WHAT TO WORK ON - An exact, complete copy of the lines below is the expected answer.

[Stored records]
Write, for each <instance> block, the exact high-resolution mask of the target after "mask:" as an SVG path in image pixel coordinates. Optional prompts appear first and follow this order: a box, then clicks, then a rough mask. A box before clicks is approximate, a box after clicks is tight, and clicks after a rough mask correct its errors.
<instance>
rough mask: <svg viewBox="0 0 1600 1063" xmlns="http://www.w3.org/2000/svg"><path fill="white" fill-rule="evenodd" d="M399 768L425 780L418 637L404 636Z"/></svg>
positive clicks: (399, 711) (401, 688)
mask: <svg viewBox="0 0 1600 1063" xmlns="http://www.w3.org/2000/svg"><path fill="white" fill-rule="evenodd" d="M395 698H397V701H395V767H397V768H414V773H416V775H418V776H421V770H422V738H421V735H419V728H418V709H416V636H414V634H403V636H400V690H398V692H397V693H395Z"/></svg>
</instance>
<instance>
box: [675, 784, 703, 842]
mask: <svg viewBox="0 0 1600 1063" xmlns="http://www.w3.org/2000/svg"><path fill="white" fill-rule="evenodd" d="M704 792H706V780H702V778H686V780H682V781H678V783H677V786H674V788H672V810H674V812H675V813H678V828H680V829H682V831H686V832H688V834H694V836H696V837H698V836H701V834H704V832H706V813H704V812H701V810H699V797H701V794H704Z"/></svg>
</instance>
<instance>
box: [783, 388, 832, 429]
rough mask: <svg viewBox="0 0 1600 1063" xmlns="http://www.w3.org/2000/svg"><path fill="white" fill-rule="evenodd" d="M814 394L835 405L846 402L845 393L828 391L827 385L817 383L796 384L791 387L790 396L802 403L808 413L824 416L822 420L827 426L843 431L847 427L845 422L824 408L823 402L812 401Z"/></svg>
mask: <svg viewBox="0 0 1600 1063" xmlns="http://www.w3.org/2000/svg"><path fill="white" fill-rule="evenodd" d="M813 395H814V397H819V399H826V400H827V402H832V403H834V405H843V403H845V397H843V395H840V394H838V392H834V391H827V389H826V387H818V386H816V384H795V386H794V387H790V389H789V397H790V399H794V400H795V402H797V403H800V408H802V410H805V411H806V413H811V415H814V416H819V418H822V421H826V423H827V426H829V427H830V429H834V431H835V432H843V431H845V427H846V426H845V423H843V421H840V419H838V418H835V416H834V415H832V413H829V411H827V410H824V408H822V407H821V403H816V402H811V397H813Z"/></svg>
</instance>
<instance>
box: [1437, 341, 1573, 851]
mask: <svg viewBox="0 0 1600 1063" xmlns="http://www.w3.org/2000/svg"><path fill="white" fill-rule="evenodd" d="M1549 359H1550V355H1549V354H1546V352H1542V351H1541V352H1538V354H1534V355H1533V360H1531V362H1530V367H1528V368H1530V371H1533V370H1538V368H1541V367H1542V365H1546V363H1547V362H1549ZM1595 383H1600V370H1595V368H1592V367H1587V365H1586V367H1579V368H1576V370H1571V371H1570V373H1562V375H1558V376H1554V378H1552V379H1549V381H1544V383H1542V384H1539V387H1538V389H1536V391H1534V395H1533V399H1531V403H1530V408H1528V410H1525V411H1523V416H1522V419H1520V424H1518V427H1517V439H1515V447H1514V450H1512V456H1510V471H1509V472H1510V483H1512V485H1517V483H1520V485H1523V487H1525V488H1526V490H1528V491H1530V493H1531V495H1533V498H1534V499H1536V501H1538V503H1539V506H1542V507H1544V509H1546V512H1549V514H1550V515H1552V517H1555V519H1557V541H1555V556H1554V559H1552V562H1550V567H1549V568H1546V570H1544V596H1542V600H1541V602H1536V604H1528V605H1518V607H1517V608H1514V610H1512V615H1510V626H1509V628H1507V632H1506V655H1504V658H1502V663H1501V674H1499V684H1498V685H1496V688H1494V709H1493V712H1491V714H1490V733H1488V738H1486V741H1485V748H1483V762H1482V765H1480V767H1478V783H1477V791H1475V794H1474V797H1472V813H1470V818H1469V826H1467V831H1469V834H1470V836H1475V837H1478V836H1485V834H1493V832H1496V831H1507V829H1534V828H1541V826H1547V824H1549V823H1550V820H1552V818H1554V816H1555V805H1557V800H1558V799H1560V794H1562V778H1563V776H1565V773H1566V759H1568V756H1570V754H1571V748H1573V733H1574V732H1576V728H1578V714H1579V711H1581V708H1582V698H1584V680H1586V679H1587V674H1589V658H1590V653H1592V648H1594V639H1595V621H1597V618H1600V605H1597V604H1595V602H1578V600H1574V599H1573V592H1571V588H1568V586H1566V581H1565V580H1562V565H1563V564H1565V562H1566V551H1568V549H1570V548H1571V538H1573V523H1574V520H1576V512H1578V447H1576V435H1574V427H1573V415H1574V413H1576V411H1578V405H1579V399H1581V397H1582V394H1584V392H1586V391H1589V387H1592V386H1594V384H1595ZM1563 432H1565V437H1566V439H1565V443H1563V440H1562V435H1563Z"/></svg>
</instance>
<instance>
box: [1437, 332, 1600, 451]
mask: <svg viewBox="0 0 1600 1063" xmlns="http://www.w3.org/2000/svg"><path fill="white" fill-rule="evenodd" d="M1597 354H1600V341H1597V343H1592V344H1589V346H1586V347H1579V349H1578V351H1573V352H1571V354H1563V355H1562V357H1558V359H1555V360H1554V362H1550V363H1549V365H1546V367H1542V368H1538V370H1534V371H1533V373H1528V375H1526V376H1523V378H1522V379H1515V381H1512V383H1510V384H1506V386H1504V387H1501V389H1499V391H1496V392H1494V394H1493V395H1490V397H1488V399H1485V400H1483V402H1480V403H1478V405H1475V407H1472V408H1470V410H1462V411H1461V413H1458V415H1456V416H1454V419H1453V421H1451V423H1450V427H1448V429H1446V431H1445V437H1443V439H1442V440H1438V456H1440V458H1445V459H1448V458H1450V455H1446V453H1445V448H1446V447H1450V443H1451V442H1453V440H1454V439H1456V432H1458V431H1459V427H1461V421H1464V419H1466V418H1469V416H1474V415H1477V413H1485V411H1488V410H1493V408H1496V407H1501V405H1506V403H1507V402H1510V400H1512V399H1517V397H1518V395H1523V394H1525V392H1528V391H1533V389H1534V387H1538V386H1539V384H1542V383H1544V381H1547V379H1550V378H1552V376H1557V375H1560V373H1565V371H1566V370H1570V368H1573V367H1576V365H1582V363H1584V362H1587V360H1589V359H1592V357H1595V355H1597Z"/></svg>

ANSWER TO THIS PROBLEM -
Write, for each <instance> block, the exact high-resolution mask of the target after "mask:" as an SVG path in image pixel coordinates. Optional prompts appear first and follow this order: a box, then clicks, then a rough mask. A box before clicks is approximate, a box after clicks is tight, and clicks after a rough mask correct its errors.
<instance>
rough mask: <svg viewBox="0 0 1600 1063" xmlns="http://www.w3.org/2000/svg"><path fill="white" fill-rule="evenodd" d="M399 768L425 780L418 637L404 636Z"/></svg>
positive clicks: (399, 711) (401, 688)
mask: <svg viewBox="0 0 1600 1063" xmlns="http://www.w3.org/2000/svg"><path fill="white" fill-rule="evenodd" d="M395 698H397V701H395V767H397V768H414V773H416V775H418V776H421V770H422V738H421V735H419V728H418V709H416V636H414V634H403V636H400V690H398V692H397V693H395Z"/></svg>
</instance>
<instance>
box: [675, 784, 703, 842]
mask: <svg viewBox="0 0 1600 1063" xmlns="http://www.w3.org/2000/svg"><path fill="white" fill-rule="evenodd" d="M704 792H706V780H702V778H686V780H682V781H678V783H677V786H674V788H672V810H674V812H675V813H678V828H680V829H682V831H686V832H688V834H694V836H696V837H698V836H701V834H704V832H706V813H704V812H701V810H699V797H701V794H704Z"/></svg>
</instance>
<instance>
box: [783, 388, 832, 429]
rough mask: <svg viewBox="0 0 1600 1063" xmlns="http://www.w3.org/2000/svg"><path fill="white" fill-rule="evenodd" d="M814 394L835 405L846 402L845 393L828 391L827 385L817 383L796 384L791 387L790 396L802 403L808 413L824 416L822 420L827 426L843 431L847 427L845 422L824 408L823 402L812 401Z"/></svg>
mask: <svg viewBox="0 0 1600 1063" xmlns="http://www.w3.org/2000/svg"><path fill="white" fill-rule="evenodd" d="M813 395H814V397H819V399H826V400H827V402H832V403H834V405H843V403H845V397H843V395H840V394H838V392H834V391H827V389H826V387H818V386H816V384H795V386H794V387H790V389H789V397H790V399H794V400H795V402H797V403H800V408H802V410H805V411H806V413H811V415H814V416H819V418H822V421H826V423H827V426H829V427H830V429H834V431H835V432H843V431H845V427H846V426H845V423H843V421H840V419H838V418H835V416H834V415H832V413H829V411H827V410H824V408H822V407H821V403H816V402H811V397H813Z"/></svg>
</instance>
<instance>
box: [1437, 341, 1573, 851]
mask: <svg viewBox="0 0 1600 1063" xmlns="http://www.w3.org/2000/svg"><path fill="white" fill-rule="evenodd" d="M1549 359H1550V355H1549V354H1546V352H1542V351H1541V352H1538V354H1534V355H1533V360H1531V362H1530V367H1528V368H1530V371H1533V370H1538V368H1541V367H1542V365H1546V363H1547V362H1549ZM1595 383H1600V370H1595V368H1592V367H1587V365H1586V367H1579V368H1576V370H1571V371H1570V373H1562V375H1558V376H1554V378H1552V379H1549V381H1544V383H1542V384H1539V387H1538V389H1536V391H1534V395H1533V399H1531V403H1530V408H1528V410H1525V411H1523V416H1522V419H1520V424H1518V427H1517V439H1515V447H1514V450H1512V456H1510V471H1509V472H1510V483H1512V485H1517V483H1520V485H1523V487H1525V488H1526V490H1528V491H1530V493H1531V495H1533V498H1534V499H1536V501H1538V503H1539V506H1542V507H1544V509H1546V512H1549V514H1550V515H1552V517H1555V519H1557V541H1555V556H1554V559H1552V562H1550V567H1549V568H1546V570H1544V596H1542V600H1541V602H1536V604H1528V605H1518V607H1517V608H1514V610H1512V615H1510V626H1509V628H1507V632H1506V655H1504V658H1502V663H1501V674H1499V684H1498V685H1496V688H1494V709H1493V712H1491V714H1490V733H1488V738H1486V741H1485V748H1483V762H1482V765H1480V767H1478V783H1477V791H1475V794H1474V797H1472V813H1470V818H1469V826H1467V831H1469V834H1470V836H1475V837H1478V836H1485V834H1493V832H1496V831H1507V829H1534V828H1541V826H1547V824H1549V823H1550V820H1552V818H1554V816H1555V805H1557V800H1558V799H1560V794H1562V778H1563V776H1565V773H1566V759H1568V756H1570V754H1571V748H1573V733H1574V732H1576V728H1578V714H1579V711H1581V708H1582V698H1584V680H1586V679H1587V674H1589V658H1590V653H1592V648H1594V639H1595V621H1597V618H1600V605H1597V604H1595V602H1578V600H1574V599H1573V592H1571V588H1568V586H1566V581H1565V580H1562V565H1563V564H1565V562H1566V551H1568V549H1570V548H1571V538H1573V523H1574V520H1576V512H1578V447H1576V435H1574V427H1573V415H1574V413H1576V411H1578V405H1579V399H1581V397H1582V394H1584V392H1586V391H1589V387H1592V386H1594V384H1595ZM1563 432H1565V437H1566V439H1565V443H1563V440H1562V435H1563Z"/></svg>
</instance>
<instance>
box: [1437, 332, 1600, 451]
mask: <svg viewBox="0 0 1600 1063" xmlns="http://www.w3.org/2000/svg"><path fill="white" fill-rule="evenodd" d="M1597 354H1600V341H1597V343H1592V344H1589V346H1586V347H1579V349H1578V351H1573V352H1571V354H1563V355H1562V357H1558V359H1555V360H1554V362H1550V363H1549V365H1546V367H1542V368H1538V370H1534V371H1533V373H1528V375H1526V376H1523V378H1522V379H1515V381H1512V383H1510V384H1506V386H1504V387H1501V389H1499V391H1496V392H1494V394H1493V395H1490V397H1488V399H1485V400H1483V402H1480V403H1478V405H1475V407H1472V408H1470V410H1462V411H1461V413H1458V415H1456V416H1454V419H1453V421H1451V423H1450V427H1448V429H1446V431H1445V437H1443V439H1442V440H1438V456H1440V458H1445V459H1448V458H1450V455H1446V453H1445V448H1446V447H1450V443H1451V442H1453V440H1454V439H1456V432H1458V431H1459V427H1461V421H1464V419H1466V418H1469V416H1474V415H1477V413H1485V411H1488V410H1493V408H1496V407H1501V405H1506V403H1507V402H1510V400H1512V399H1517V397H1518V395H1523V394H1525V392H1528V391H1533V389H1534V387H1538V386H1539V384H1542V383H1544V381H1547V379H1550V378H1552V376H1557V375H1560V373H1565V371H1566V370H1570V368H1573V367H1576V365H1582V363H1584V362H1587V360H1589V359H1592V357H1595V355H1597Z"/></svg>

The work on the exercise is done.